Task to carry out:
Set down each entry from the block beneath, exactly as written.

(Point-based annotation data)
┄┄┄┄┄┄

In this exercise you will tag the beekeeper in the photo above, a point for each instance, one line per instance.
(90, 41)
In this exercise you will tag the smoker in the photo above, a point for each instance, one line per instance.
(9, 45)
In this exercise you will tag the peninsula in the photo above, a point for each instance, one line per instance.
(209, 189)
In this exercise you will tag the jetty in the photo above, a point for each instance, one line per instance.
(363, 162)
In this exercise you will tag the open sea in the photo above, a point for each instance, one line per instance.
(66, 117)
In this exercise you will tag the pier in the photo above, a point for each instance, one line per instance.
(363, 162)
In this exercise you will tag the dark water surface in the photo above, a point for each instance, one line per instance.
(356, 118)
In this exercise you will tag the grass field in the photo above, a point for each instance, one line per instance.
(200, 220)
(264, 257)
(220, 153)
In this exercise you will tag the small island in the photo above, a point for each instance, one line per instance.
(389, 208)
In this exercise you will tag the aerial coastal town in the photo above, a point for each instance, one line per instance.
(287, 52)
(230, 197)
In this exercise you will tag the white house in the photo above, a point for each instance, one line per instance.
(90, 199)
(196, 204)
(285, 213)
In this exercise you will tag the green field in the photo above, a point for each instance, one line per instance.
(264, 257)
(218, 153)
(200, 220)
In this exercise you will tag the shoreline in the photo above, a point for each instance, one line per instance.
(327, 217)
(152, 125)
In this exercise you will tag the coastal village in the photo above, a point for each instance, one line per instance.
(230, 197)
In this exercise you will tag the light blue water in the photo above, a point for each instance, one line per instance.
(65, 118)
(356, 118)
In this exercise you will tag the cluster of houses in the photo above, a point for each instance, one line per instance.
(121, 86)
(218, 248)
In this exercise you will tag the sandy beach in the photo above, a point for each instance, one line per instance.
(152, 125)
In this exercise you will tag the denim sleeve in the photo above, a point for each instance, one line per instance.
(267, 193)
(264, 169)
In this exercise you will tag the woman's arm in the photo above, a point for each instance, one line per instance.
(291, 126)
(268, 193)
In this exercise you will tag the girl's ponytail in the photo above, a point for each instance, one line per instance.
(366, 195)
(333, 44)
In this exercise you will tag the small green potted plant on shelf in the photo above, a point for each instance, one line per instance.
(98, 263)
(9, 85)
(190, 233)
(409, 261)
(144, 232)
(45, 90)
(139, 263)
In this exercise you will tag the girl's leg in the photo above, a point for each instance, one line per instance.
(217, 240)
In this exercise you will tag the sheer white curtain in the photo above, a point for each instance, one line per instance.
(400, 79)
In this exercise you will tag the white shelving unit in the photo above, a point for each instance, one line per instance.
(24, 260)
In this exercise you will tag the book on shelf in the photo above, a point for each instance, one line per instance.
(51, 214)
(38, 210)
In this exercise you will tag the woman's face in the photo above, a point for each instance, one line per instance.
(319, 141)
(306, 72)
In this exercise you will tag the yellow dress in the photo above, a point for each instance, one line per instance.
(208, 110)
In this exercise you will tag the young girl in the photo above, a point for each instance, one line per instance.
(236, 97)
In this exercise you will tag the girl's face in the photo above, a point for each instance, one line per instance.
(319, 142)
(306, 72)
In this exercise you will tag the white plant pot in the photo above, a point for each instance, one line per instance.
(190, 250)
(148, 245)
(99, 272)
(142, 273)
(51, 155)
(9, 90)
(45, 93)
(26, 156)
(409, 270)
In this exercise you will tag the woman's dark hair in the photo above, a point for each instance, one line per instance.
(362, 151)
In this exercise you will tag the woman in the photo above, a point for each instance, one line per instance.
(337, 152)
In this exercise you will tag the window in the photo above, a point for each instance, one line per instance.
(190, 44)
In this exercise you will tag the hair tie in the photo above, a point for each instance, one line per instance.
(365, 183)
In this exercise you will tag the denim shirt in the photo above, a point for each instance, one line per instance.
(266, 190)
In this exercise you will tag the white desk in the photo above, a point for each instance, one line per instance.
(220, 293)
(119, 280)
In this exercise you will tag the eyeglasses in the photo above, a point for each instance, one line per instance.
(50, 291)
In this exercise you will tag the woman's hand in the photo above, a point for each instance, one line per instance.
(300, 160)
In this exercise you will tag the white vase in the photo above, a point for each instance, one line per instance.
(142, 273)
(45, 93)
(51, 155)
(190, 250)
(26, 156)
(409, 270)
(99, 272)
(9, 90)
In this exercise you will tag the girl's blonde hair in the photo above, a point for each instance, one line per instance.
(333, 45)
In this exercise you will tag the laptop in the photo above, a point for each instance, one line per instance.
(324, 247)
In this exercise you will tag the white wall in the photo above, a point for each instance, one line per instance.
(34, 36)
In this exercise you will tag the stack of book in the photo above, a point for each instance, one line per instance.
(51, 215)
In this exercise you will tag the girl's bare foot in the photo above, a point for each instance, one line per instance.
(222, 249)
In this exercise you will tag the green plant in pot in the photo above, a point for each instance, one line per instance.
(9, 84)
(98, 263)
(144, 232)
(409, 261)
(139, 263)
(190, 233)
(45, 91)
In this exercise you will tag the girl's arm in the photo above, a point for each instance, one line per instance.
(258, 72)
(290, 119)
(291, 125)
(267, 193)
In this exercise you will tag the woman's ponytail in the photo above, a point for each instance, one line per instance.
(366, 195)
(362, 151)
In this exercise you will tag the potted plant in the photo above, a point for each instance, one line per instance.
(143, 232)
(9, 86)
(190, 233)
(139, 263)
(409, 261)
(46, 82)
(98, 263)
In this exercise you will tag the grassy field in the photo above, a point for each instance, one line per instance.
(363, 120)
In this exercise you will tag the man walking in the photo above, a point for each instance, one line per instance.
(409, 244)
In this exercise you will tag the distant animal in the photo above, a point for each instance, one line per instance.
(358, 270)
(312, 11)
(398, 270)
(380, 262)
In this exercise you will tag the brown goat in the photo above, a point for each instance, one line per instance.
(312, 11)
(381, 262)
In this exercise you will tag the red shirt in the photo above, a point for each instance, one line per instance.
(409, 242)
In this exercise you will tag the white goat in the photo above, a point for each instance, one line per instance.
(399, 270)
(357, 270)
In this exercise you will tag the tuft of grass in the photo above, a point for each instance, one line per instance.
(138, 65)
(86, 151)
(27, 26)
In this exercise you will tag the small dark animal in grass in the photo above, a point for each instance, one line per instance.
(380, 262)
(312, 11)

┄┄┄┄┄┄

The result:
In this exercise you will tag the beekeeper in the photo above, a point for each instance, one line per instance.
(90, 41)
In this exercise you will tag the smoker in the photo above, a point for each instance, one line per instance.
(9, 45)
In this exercise you will tag the peninsula in the photo above, a point for each instance, one line per instance.
(209, 189)
In this exercise you will tag the jetty in the photo above, a point for each instance, one line per instance.
(363, 162)
In this exercise you will tag the open sea in the photo above, a point for each instance, one line per instance.
(66, 117)
In this exercise you will tag the pier in the photo above, a point for each instance, one line per instance.
(363, 162)
In this exercise you will tag the dark water surface in the photo above, a point for each instance, one line per instance.
(356, 118)
In this exercise you will tag the grass field in the photo above, a point for each instance, one line per instance.
(200, 220)
(264, 257)
(220, 153)
In this exercise you will tag the small island in the photo above, a point for each instance, one line per instance.
(389, 208)
In this exercise you will tag the aerial coastal town in the photo above, a point for each instance, one line per instance.
(287, 52)
(230, 197)
In this exercise you will tag the white house in the photo above, a point for each instance, one line per instance.
(90, 199)
(196, 204)
(285, 213)
In this exercise you will tag the green field in the photo above, a point for each instance, one line per instance.
(264, 257)
(218, 153)
(200, 220)
In this exercise you will tag the shoreline in the photo above, a point for each instance, one line per instance.
(327, 217)
(152, 125)
In this exercise you will tag the coastal village in the photo above, a point for each instance, one line per instance.
(230, 197)
In this exercise you will tag the light blue water in the photo above, a point for each instance, one line per instance.
(65, 118)
(356, 118)
In this exercise you will tag the cluster of houses in the photo above, a point for each instance, one line per instance.
(121, 86)
(218, 248)
In this exercise you will tag the sandy beach in the photo above, a point for each instance, one line per instance.
(152, 125)
In this exercise you will tag the denim sleeve in the photo above, a point for each instance, one line per instance.
(267, 193)
(264, 169)
In this exercise you will tag the woman's arm in the photo above, a point for each instance, one line per instance.
(291, 126)
(268, 193)
In this exercise you will tag the girl's ponytail in the photo above, a point for each instance, one line per instance.
(366, 195)
(333, 44)
In this exercise you will tag the small green potted plant on shelf in the photo above, a point for each instance, one line per instance.
(98, 263)
(9, 85)
(190, 233)
(409, 261)
(144, 232)
(45, 90)
(139, 263)
In this exercise you will tag the girl's leg in the photo above, a point for each instance, one line per instance.
(217, 240)
In this exercise you will tag the sheer white curtain in the photo above, a point for each instance, one line per instance.
(400, 79)
In this exercise you will tag the white shelving unit in the photo above, a point for each instance, one line per instance.
(24, 260)
In this exercise you will tag the book on shelf in the photo above, a point for each instance, one line per instance.
(51, 214)
(38, 210)
In this exercise you will tag the woman's face in the photo above, a point for each instance, one line per instance.
(319, 141)
(306, 72)
In this exercise you will tag the yellow dress in the photo above, a point for each instance, one line per instance.
(208, 110)
In this exercise you will tag the young girl in the photo above, a point for each instance, one line per instance.
(236, 97)
In this exercise you will tag the girl's face in the photo above, a point for each instance, one line per instance.
(319, 142)
(306, 72)
In this exercise you will tag the white plant pot in the photo above, a point for each instance, one line per instance.
(190, 250)
(148, 245)
(99, 272)
(142, 273)
(51, 155)
(9, 90)
(45, 93)
(26, 156)
(409, 270)
In this exercise you will tag the woman's dark hair in the photo above, a point for each instance, one line per instance.
(362, 151)
In this exercise you will tag the woman in the photo above, a point for each instance, one line per instance.
(337, 152)
In this exercise you will tag the window in the photo above, a point for each instance, one line per instance.
(190, 44)
In this exercise you will tag the hair tie in the photo above, a point for each instance, one line per instance.
(365, 183)
In this exercise you will tag the denim shirt in the photo above, a point for each instance, one line per instance.
(266, 190)
In this exercise you will tag the white desk in the photo above, a point for each instance, one line per instance.
(220, 293)
(119, 280)
In this exercise you will tag the eyeglasses in the photo above, a point for each instance, one line per instance.
(50, 291)
In this exercise you will tag the woman's hand in the photo above, a point for each instance, one line per instance.
(300, 160)
In this exercise you will tag the white vase in the photo above, a point for each instance, one line per instance.
(142, 273)
(45, 93)
(51, 155)
(190, 250)
(26, 156)
(409, 270)
(99, 272)
(9, 90)
In this exercise you will tag the girl's blonde hair in the photo above, a point for each instance, one line per instance.
(333, 45)
In this exercise you will tag the laptop in the photo above, a point for each instance, one line per instance.
(324, 247)
In this exercise you will tag the white wall in the photo above, a point for each instance, one line per instance.
(34, 36)
In this exercise you will tag the stack of book in the photo above, a point for each instance, one line per instance.
(51, 215)
In this exercise you will tag the girl's bare foot in the photo above, a point for each instance, one line per instance.
(222, 249)
In this exercise you will tag the green plant in pot in the photo above, a point for each instance, one line per instance.
(9, 84)
(98, 263)
(144, 232)
(409, 261)
(139, 263)
(190, 233)
(45, 91)
In this exercise you will tag the girl's arm in the photo above, a point for each instance, one line per instance.
(258, 72)
(290, 119)
(291, 125)
(267, 193)
In this exercise you will tag the woman's ponytail in the photo above, a point for each instance, one line per instance.
(366, 195)
(362, 151)
In this exercise you will tag the potted plant in the photo above, a point for each instance, one line per instance.
(143, 232)
(9, 86)
(190, 233)
(139, 263)
(409, 261)
(46, 82)
(98, 263)
In this exercise you will tag the grassy field in the photo above, a point for each instance, one line per instance.
(363, 120)
In this exercise you will tag the man walking in the photo above, a point for each instance, one line per instance.
(409, 244)
In this exercise you will tag the distant animal in the photo above, a point for each instance, one line per instance.
(358, 270)
(312, 11)
(398, 270)
(380, 262)
In this exercise you will tag the brown goat in the photo above, a point for each instance, one line per instance.
(312, 11)
(381, 262)
In this exercise you will tag the red shirt in the photo above, a point for each instance, one line per instance.
(409, 242)
In this exercise you will tag the white goat in the photo above, a point for each instance, one line per instance.
(399, 270)
(357, 270)
In this exercise you will tag the tuft of grass in the photo above, a point for each instance, one line per instance.
(138, 65)
(86, 151)
(27, 26)
In this exercise you will tag the small dark animal in grass in the photo above, a point for each instance, one line per instance.
(380, 262)
(312, 11)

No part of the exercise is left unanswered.